Tasks ▸
A - Transcribe the passage from the article on Pakistan's YouTube ban, starting at "The site has" and ending at "a non-transparent manner.".
B - In the article on Pakistan's YouTube ban, who imposed the ban and on what date?
C - Extend the article on Pakistan's YouTube ban, picking up after its final sentence.
— begin Reading passage —
The site has been blocked for over two years now. CREATIVE COMMONS

KARACHI: Two years, a new government and the promise of change, and at least 20 court hearings later, internet users from Pakistan are still denied access to YouTube. This restriction of access has become the symbol of a state which has increasingly become obsessed with controlling the online space in a non-transparent manner.

The ban had been imposed on September 17, 2012 by then prime minister Raja Pervez Ashraf following national outrage over a sacrilegious video clip. The video had prompted outrage across the Muslim world and prompted temporary bans on the website in Bangladesh, Afghanistan, Sudan. Threat of bans in Saudi Arabia prompted YouTube to selectively curb access in that country and it took a court order to censor it in Brazil.

But even after a US court ordered YouTube to take down versions of the video following a suit filed by one of the actors appearing the clip, the site remains inaccessible in Pakistan. The refrain, that the clip hurts religious sentiments of the people, is obscene or hurts national security has acted as an effective screen for a process which is less than transparent and has gone on to impact services and content beyond just pornography and blasphemous videos.

“We should understand that our government has realised the power of online media and is afraid of political dissent which finds space on the Internet,” says Nighat Dad, founder and director of Digital Rights Foundation.

“We have witnessed in the past that Ministry of Information Technology (MoIT) has been trying to curb political dissent and we have examples like taking down Asif Zardari shut up video and Laal musical band’s Facebook page.”

The extent of blocking by the government through the Inter-Ministerial Committee has gone on to affect satirical videos, news articles and news websites by elements of which the state has a less than favourable view of.
— end Reading passage —
— begin Data excerpts —
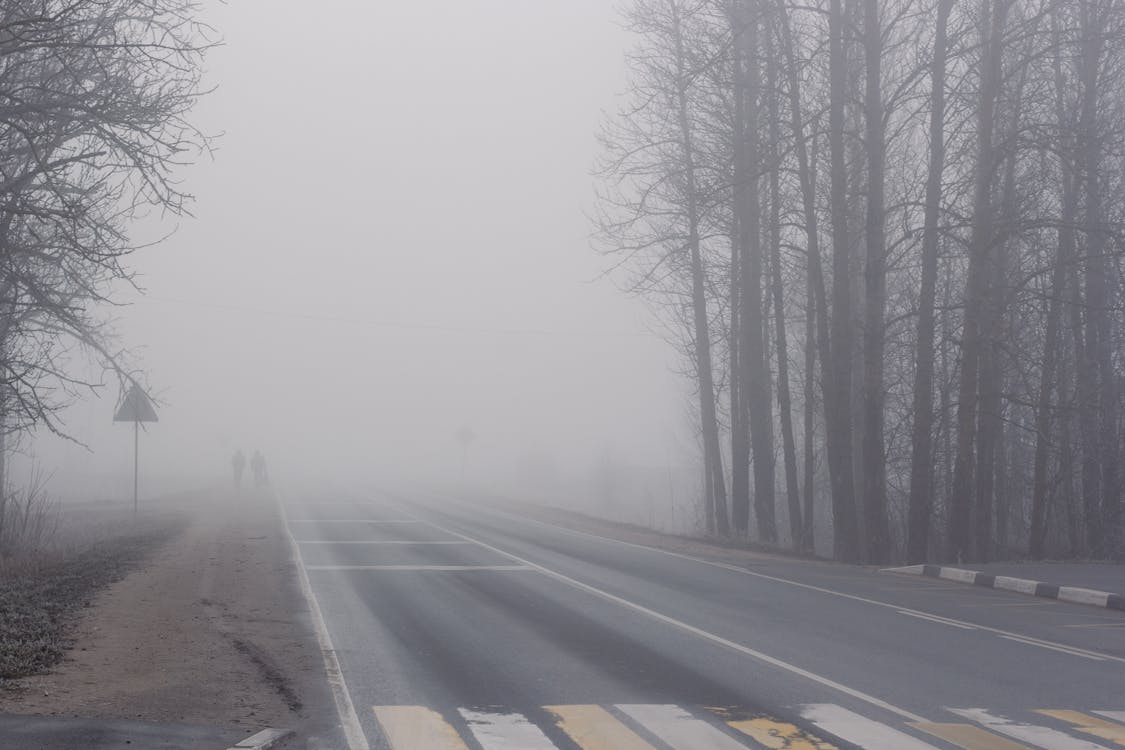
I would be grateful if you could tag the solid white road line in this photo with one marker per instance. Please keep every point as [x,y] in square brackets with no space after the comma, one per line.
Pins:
[406,568]
[1052,647]
[1115,715]
[860,730]
[788,581]
[381,541]
[678,729]
[935,619]
[354,521]
[416,728]
[718,640]
[1041,737]
[349,721]
[509,731]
— end Data excerpts —
Answers below ▸
A -
The site has been blocked for over two years now. CREATIVE COMMONS

KARACHI: Two years, a new government and the promise of change, and at least 20 court hearings later, internet users from Pakistan are still denied access to YouTube. This restriction of access has become the symbol of a state which has increasingly become obsessed with controlling the online space in a non-transparent manner.

B - Then prime minister Raja Pervez Ashraf imposed it on September 17, 2012.

C -
The digital rights organisation Bytes for All had taken the government to court over the blocking of YouTube. After 20 court hearings, a document of consensus was reached by several stakeholders including petitioner (Bytes for All), MoIT, PTA and technical experts from the IT and telecom industries, it was concluded that filtering the Internet was futile owing to technological reasons.

Justice Mansoor Ali Shah of the Lahore High Court observed that banning Youtube because of one undesirable video is like shutting down of an entire library because of an offensive book contained within it. The LHC though refrained from issuing an order, instead directing the litigants to approach the Supreme Court for an interpretation of the September 17, 2012 order issued by the apex court which instituted the blanket ban on YouTube.

However, the hurdles that Bytes of All members had to face during the litigation process offer a glimpse on how closely does the state wishes to keep its ‘weapon’ of censorship hidden away from the prying eyes of the very people it impacts.

An emailed response from Bytes for All detailed how baseless accusations were leveled against them and a defamation campaign was run against them by the government and pro-censorship lawyers.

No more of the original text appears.